#### [Exercise]
Write out the records below again, switching every "Locate" for "Mark" and leaving all else unchanged.

#### [Supplied material]
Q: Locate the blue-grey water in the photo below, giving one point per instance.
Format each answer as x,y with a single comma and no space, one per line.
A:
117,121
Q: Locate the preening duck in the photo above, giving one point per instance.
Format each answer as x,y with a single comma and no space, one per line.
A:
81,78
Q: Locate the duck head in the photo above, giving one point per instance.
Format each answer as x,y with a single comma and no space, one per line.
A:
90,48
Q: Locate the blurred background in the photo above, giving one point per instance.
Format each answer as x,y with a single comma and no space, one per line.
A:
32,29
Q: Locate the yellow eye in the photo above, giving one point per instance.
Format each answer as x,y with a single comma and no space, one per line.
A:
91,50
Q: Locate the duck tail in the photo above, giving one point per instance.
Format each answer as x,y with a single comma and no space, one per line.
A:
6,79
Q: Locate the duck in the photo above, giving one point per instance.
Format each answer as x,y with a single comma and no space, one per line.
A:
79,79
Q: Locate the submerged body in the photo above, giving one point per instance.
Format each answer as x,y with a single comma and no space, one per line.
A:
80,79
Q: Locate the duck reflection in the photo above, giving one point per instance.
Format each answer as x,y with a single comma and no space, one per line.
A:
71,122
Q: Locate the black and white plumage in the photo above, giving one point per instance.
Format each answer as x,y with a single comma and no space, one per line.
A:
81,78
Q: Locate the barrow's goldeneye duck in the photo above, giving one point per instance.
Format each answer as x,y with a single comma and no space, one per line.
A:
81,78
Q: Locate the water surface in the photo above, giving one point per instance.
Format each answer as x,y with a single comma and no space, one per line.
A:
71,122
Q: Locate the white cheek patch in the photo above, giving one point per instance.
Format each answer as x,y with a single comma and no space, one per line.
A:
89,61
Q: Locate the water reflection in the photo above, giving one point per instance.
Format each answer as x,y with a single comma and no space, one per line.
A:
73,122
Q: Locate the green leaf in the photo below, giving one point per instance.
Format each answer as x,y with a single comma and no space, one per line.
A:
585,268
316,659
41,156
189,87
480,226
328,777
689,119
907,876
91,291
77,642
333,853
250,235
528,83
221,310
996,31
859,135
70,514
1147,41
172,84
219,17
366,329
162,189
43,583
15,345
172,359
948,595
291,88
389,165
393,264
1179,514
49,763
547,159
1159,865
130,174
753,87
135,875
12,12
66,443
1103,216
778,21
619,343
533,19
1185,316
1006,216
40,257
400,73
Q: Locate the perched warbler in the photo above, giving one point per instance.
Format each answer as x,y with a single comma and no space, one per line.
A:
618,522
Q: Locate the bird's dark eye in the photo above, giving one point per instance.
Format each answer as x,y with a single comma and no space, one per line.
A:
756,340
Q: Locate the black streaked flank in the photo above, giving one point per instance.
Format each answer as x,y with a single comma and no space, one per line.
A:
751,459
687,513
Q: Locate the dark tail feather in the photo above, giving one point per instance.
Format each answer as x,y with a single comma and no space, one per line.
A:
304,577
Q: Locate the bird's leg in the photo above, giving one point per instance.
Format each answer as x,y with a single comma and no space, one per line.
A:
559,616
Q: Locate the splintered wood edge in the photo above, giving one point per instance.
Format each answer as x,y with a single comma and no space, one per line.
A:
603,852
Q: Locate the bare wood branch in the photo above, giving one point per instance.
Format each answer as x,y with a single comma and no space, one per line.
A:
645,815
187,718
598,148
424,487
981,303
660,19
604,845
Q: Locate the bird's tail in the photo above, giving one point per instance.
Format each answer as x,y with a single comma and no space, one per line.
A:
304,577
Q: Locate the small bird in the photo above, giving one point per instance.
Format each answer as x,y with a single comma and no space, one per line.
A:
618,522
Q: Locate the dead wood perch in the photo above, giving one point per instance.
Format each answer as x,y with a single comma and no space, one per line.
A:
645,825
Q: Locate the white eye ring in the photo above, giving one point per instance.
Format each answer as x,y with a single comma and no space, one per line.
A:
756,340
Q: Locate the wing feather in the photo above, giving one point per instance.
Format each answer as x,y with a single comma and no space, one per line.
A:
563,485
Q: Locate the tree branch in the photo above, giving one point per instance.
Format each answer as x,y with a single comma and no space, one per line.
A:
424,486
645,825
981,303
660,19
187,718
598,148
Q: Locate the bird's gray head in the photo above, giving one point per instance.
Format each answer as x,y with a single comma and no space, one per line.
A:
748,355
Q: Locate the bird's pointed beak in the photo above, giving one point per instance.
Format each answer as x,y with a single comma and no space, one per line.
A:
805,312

#### [Solution]
Q: Mark the blue-grey water in the photo below, giving one point per instance.
Format each answer as x,y with a single comma and no space, one per line.
A:
117,121
Q: Mark the preening duck in the photo above, giving one point per instance.
Format each answer as x,y with a single comma and no space, one per line.
A:
81,78
Q: Mark the duck head in the photo above, giving one point per instance.
Format each answer as x,y with a single comma and no space, one per line.
A:
90,48
Q: Mark the blurred background in the photo above, giving one point per instance.
Format each answer as x,y with a single comma and no space, one per line.
A:
32,29
Q: Mark the yellow eye in the photo above, giving one point per instance.
Format each answer as x,y with a single comma and no space, one per line.
A:
91,50
Q: Mark the duck tail in the photo above, giving one point per instance.
Format each answer as x,y with a single comma and no space, one per line.
A:
6,79
Q: Mark the duck in the photo above, giving one point per instance.
Format each answer as x,y with a single comma and no space, one per line.
A:
79,79
Q: Mark the submerged body in the photo above, giving one point per instance.
Format each answer as x,y with a single comma and no space, one per line.
A:
80,79
Q: Mark the duck reflection in the photo above, giving one point per instance.
Format each answer as x,y with a single comma and no space, one per line.
A:
71,122
Q: Mark the black and white plumage in the photo above, giving one point per instance.
Format each answer as x,y with a single comma and no space, one per line.
A:
81,78
Q: Mark the barrow's goldeneye duck in the photo above, giving one point per instance.
Format each answer as x,y with a single comma and no space, one per line.
A:
81,78
Q: Mark the water surface in the photo above, giving one point per instance.
Format each answer as x,y with a single comma and no space, one per line.
A:
71,122
Q: Mark the white cheek patch in the photo above, giving one point per instance.
Format each answer as x,y with a single comma and no space, one per line.
A:
89,61
Q: Mark the water reflection in the photo above, giving one point per instance.
Format each answer as x,y with a single comma and no space, one per line.
A:
73,122
Q: Mark the green leaf in the photo below, giving one point per instance.
Format each answer as x,y with a single comma and no space, one per line.
A:
585,268
316,659
41,156
189,87
480,226
328,777
689,119
907,876
91,291
77,642
333,853
250,235
528,83
221,310
996,31
859,135
70,514
1147,41
172,84
219,17
366,329
162,189
43,583
15,345
172,359
948,595
291,88
389,165
393,264
1179,514
49,763
547,159
1159,865
130,174
753,87
135,875
12,12
66,443
1103,216
778,21
619,343
533,19
1185,316
1006,216
40,257
400,73
Q: Mark the perched warbler in the photo above, giving one point per instance.
Format each answer as x,y with a single comma and no space, one per line.
A:
618,522
Q: Mark the bird's dark eye in the photo above, giving one point per instance.
Format each answer as x,y with a single comma and no space, one per line.
A:
756,340
Q: Mark the black streaked flank in the photo above, giving one point per instance.
Format each answer as x,y with a single comma and no space, one per line.
A:
751,459
687,513
Q: Mark the dark tail feather in the photo above, giving one point per instance.
Format each answer as x,y with a single comma and no space, one per line.
A:
304,577
Q: Mark the bird's leg in the photo above, giving one point per instance.
Format each answer as x,y with a single comma and no space, one per line.
A:
559,616
Q: Mark the splintered wood edge in the photo above, giving one point per instance.
Format each answer as x,y with a single comma and no space, one per line.
A:
603,852
Q: Mark the bare wood branch in the photo above, giving one point per instance.
Format each answer as x,y with a single comma and no space, one per line.
A:
645,815
187,718
598,148
424,487
981,303
660,19
604,845
Q: Mark the bird's tail in the photo above, giving one point per instance.
Format each answer as x,y with a single comma and no space, one per line.
A:
304,577
Q: Mark the small bird in the photo above, giving one point per instance.
Format each answer as x,y with a single comma and no space, one per line.
A:
618,522
Q: Mark the dead wood perch in the photo above, giving one point per instance.
Format each answer as x,y with a single comma and no space, one per line.
A:
645,825
Q: Mark the white eye ring in the photo above, giving one point per instance.
Format each answer as x,y with a single comma and no space, one per line.
A:
756,340
Q: Mark the wing feather in the photo above, giving one point per instance.
Format each answer as x,y with a single comma and no space, one per line.
A:
563,485
Q: Mark the tree branch in the photo above, giving one point per instance.
Format each answer as x,y with a single comma and no space, one per line.
A:
424,486
645,825
981,303
660,19
187,718
598,148
Q: Mark the bird's gray head in the photo above, giving one point per instance.
Format each answer as x,y with a single comma and no space, one per line.
A:
748,355
Q: Mark the bird's pointed beak in the photo above, giving one point per instance.
Format each answer as x,y with a single comma and no space, one per line.
A:
805,312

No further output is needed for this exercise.